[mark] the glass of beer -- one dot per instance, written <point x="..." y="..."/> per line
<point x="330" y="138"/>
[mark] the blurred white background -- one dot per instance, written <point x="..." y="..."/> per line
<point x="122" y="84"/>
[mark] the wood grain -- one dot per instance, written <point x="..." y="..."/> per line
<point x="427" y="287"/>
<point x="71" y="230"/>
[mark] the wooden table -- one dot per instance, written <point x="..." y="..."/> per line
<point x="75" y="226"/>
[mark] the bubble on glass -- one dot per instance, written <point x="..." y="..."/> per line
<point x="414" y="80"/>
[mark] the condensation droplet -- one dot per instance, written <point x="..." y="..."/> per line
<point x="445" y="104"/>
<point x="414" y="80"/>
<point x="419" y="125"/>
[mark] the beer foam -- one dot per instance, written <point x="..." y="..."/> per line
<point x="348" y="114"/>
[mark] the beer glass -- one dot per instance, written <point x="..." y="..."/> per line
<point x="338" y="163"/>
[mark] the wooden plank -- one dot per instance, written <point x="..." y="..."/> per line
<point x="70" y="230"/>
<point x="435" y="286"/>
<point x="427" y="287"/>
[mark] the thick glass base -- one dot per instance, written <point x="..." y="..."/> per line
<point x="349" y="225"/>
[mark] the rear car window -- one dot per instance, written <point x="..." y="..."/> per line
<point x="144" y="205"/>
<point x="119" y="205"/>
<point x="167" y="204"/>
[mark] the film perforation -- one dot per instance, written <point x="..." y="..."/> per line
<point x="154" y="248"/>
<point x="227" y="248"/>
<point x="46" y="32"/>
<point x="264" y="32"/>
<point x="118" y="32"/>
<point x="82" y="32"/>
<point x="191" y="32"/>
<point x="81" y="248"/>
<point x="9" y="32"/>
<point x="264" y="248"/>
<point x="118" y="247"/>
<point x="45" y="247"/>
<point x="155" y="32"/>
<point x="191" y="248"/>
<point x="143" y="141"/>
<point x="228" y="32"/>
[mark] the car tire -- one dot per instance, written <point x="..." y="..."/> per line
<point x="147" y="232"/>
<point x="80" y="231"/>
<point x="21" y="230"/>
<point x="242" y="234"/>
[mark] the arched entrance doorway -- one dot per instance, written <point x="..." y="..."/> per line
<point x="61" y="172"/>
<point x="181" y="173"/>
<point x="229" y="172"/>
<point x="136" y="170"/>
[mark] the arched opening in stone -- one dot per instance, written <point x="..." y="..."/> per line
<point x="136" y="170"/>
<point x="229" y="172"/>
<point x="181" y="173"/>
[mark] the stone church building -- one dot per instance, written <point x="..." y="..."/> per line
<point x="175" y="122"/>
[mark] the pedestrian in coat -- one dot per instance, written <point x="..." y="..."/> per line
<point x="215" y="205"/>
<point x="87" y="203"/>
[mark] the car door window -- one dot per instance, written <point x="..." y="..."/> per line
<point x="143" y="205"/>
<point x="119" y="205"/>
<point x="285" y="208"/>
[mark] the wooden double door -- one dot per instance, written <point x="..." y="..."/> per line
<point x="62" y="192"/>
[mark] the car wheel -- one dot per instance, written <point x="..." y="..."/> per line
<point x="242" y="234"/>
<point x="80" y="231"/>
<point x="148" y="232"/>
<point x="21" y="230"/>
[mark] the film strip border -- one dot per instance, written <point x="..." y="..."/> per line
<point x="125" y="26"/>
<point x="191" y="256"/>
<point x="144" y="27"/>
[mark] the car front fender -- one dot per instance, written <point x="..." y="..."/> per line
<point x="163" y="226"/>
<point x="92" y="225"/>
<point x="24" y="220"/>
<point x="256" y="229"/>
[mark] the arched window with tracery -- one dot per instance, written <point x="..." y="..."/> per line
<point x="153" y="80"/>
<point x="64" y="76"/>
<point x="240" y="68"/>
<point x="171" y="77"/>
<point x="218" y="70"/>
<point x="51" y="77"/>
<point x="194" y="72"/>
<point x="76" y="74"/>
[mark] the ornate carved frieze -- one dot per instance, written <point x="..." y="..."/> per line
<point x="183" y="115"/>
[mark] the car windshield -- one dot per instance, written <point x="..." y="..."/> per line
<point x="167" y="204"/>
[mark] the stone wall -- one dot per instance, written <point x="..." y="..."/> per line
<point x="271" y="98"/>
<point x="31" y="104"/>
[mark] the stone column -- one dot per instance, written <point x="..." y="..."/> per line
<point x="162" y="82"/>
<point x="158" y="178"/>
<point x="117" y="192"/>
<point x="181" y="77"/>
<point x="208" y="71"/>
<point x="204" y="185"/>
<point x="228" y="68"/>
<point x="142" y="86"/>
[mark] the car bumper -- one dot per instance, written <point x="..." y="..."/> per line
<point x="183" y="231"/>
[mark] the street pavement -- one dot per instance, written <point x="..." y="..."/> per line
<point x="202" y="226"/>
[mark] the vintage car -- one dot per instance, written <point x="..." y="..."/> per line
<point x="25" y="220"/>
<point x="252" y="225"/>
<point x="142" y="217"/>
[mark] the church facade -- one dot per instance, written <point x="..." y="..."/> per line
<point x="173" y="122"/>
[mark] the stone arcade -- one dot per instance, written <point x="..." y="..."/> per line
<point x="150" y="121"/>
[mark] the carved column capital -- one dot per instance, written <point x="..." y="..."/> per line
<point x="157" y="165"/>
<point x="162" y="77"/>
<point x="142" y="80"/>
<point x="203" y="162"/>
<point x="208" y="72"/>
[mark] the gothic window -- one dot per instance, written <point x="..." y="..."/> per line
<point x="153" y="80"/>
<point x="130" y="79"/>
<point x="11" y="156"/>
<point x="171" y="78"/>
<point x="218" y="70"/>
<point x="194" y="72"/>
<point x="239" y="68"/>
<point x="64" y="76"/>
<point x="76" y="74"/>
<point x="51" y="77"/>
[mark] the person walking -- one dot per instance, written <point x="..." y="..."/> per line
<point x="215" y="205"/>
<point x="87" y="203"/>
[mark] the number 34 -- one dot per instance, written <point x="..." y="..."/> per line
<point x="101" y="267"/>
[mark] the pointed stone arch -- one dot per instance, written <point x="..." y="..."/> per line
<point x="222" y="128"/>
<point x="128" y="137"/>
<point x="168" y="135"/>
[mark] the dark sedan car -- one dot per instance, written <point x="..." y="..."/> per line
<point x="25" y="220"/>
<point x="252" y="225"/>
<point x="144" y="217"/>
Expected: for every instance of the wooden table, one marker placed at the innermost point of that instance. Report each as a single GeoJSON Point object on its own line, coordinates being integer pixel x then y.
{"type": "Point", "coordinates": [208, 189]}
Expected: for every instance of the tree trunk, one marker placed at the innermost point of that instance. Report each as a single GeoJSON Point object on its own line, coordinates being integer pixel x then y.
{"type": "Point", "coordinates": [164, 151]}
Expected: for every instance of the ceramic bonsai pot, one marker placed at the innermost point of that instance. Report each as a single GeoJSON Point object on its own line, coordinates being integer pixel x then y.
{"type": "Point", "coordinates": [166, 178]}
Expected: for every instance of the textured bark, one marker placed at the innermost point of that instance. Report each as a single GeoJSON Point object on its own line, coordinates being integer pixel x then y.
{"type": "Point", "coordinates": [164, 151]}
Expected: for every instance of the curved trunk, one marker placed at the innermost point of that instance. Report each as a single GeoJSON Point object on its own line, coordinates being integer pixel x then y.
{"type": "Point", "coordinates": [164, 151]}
****************
- _Exercise goal_:
Could you copy out everything from the line containing "Expected: for every instance of the ceramic" down to the end of the items, including that line, without changing anything?

- _Task solution_:
Expected: for every instance of the ceramic bonsai pot, one marker placed at the innermost point of that instance. Report each as a single GeoJSON Point object on its own line, coordinates being integer pixel x then y.
{"type": "Point", "coordinates": [166, 178]}
Expected: for every instance of the textured bark, one marker placed at the innermost point of that instance. Report each as a single GeoJSON Point object on its own line, coordinates being integer pixel x then y.
{"type": "Point", "coordinates": [164, 151]}
Expected: for every instance of the curved trunk, one marker placed at the innermost point of that instance. Report each as a single GeoJSON Point object on its own line, coordinates being integer pixel x then y.
{"type": "Point", "coordinates": [164, 151]}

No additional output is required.